> [EXERCISE GOAL]: Using the data below, show every line where the word "with" occurs.

(Beginning of RECORDS TO PROCESS)

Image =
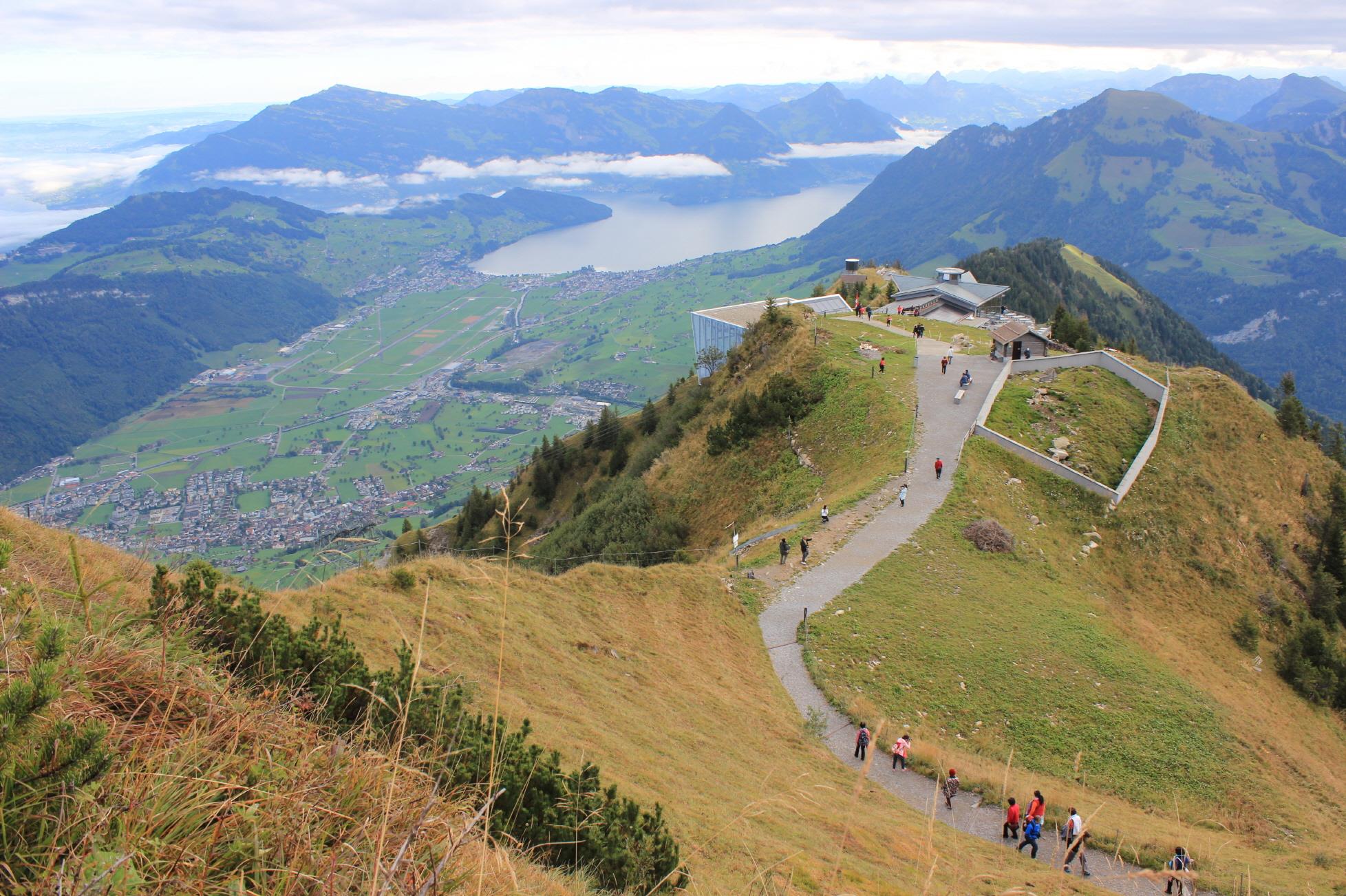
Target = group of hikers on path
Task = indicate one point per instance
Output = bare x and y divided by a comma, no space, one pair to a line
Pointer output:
1074,835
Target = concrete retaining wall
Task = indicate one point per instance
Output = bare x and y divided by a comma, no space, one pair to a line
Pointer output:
1149,387
1047,463
1146,449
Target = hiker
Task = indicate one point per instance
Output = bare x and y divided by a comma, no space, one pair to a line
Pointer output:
1009,831
862,742
1032,832
1076,835
950,789
1037,806
899,751
1181,863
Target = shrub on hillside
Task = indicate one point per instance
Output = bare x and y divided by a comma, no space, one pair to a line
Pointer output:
987,535
1246,632
621,526
784,400
1313,663
45,758
618,844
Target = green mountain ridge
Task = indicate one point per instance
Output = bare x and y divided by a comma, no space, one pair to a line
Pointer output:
1228,224
1296,104
105,315
826,116
1043,273
360,146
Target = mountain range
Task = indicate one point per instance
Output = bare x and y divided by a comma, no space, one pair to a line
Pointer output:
1240,229
345,145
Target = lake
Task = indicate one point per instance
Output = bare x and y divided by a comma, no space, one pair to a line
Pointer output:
648,233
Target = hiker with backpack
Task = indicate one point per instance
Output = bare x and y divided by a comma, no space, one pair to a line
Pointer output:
1009,831
901,747
1074,835
1179,863
1032,833
862,742
1038,806
950,789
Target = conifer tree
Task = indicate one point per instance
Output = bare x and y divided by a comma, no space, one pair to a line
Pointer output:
649,418
1291,415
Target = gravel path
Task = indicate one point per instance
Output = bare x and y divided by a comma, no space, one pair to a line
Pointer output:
943,429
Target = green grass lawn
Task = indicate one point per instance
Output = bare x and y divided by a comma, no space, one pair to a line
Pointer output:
999,652
1105,418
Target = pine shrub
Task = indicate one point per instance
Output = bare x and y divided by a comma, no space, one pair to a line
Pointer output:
567,818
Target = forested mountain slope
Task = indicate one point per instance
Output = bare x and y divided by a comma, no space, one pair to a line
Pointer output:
105,315
1240,231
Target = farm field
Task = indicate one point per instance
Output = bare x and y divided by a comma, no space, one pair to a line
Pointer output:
395,411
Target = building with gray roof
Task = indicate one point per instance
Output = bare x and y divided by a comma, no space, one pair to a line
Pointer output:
723,328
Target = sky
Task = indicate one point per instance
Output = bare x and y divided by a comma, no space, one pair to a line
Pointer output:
80,57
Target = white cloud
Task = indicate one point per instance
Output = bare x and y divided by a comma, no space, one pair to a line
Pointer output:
22,221
45,175
294,177
372,209
578,163
559,183
901,147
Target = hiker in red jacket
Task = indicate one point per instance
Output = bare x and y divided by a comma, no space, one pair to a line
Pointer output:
1009,831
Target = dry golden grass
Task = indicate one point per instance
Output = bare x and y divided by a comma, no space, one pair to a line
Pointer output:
215,790
659,677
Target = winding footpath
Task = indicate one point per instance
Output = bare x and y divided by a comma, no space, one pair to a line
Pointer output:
943,429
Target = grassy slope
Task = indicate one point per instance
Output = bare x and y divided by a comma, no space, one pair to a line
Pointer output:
1120,662
1105,418
205,773
610,662
854,438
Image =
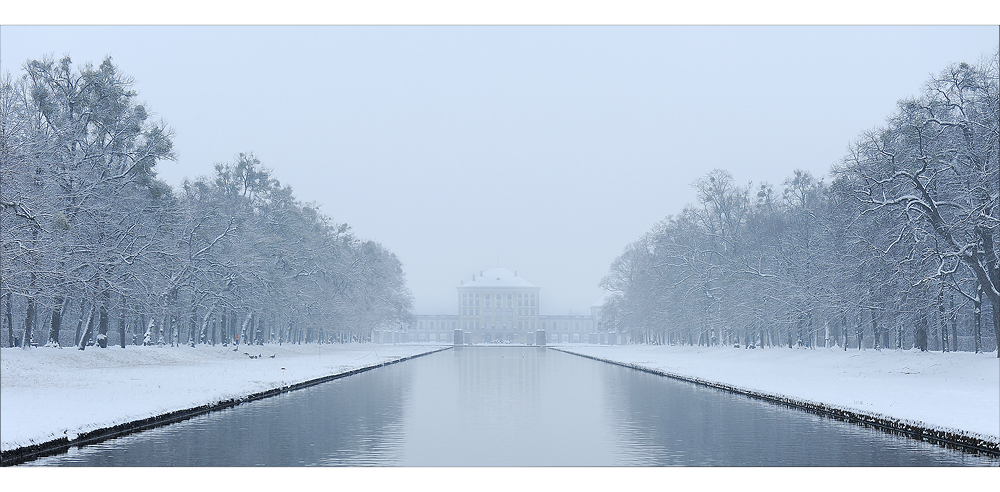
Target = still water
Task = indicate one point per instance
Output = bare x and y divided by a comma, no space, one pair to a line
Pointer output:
511,406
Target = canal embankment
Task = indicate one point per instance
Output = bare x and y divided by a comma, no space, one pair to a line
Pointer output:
953,398
51,399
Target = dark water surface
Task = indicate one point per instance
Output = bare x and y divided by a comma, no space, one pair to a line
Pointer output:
511,406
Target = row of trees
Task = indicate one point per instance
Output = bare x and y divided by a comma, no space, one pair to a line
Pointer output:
897,251
97,250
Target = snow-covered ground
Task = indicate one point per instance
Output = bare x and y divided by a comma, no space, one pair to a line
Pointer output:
48,393
957,390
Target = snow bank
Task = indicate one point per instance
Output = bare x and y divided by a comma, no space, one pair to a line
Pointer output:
50,393
956,390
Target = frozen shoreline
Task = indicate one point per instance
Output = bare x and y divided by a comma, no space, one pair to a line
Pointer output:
951,392
48,394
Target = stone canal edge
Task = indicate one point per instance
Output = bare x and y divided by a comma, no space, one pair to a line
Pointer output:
953,438
24,454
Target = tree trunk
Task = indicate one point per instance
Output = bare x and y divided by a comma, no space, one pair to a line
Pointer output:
10,319
29,322
121,324
977,318
60,307
942,320
876,336
996,325
102,326
85,338
954,324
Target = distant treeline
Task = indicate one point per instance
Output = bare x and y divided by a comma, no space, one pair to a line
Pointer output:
899,250
97,250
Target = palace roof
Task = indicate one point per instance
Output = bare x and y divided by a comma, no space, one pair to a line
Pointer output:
498,277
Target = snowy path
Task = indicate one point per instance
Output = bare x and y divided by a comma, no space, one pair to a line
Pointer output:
49,393
958,390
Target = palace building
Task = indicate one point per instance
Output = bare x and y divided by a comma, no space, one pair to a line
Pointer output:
498,306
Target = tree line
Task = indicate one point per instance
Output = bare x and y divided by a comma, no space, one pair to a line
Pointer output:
96,250
898,250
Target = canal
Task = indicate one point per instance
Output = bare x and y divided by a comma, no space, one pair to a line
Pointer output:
511,406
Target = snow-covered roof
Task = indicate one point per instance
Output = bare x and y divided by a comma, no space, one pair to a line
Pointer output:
600,302
497,277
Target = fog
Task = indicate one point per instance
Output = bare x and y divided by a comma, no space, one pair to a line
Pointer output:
544,150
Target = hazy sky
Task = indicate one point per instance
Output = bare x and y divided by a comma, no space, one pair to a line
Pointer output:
551,147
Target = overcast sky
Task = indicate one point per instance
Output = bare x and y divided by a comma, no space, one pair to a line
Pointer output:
547,149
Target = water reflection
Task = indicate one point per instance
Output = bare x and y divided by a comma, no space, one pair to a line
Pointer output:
511,406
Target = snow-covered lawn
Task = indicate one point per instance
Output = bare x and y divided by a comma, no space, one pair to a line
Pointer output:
48,393
957,390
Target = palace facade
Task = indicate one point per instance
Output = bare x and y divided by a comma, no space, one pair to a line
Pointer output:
498,306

(End of RECORDS TO PROCESS)

> [YOUR SOLUTION]:
Target = hiker with backpack
Target = building with gray roof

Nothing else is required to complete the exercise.